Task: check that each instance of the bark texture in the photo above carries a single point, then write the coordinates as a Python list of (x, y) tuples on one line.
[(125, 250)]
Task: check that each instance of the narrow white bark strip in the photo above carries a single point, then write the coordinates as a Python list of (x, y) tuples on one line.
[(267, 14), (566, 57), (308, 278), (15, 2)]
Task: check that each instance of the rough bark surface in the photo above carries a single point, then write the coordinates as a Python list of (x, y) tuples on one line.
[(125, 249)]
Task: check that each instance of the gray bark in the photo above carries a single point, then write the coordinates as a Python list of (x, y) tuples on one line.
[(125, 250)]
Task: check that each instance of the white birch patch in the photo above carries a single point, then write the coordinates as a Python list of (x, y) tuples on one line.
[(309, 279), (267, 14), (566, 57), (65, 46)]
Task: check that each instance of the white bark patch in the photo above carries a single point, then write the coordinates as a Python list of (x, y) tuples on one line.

***

**Required task**
Please rewrite the lines above as a numbered list, leaving out any blank lines.

**Result below**
1. Task: check that each instance of the bark texture in the photo above carries a single point, then write the coordinates as a Python list of (x, y) tuples on one line.
2. [(125, 250)]
3. Task: check that each instance of the narrow white bark strip in the photo above carries a single point, then write the coordinates as a Python list of (x, y) tuples on one line.
4. [(267, 14), (566, 57), (308, 278), (15, 2)]
5. Task: check that each instance of the rough bark surface in the photo above carries a single point, then write the coordinates as a Python list of (x, y) tuples on one line.
6. [(125, 249)]
7. Task: check that each instance of the gray bark in the photo above carries a single point, then write the coordinates as a Python list of (x, y) tuples on one line.
8. [(125, 250)]
9. Task: check that each instance of the white birch patch in the photo above carries a single point, then write the coordinates as a Python list of (x, y) tuples on one line.
10. [(309, 279), (267, 14), (566, 57), (65, 46)]
11. Task: check that each instance of the white bark patch in the photo above carries a single point, then write the coordinates as a Python list of (x, y) tuples on one line.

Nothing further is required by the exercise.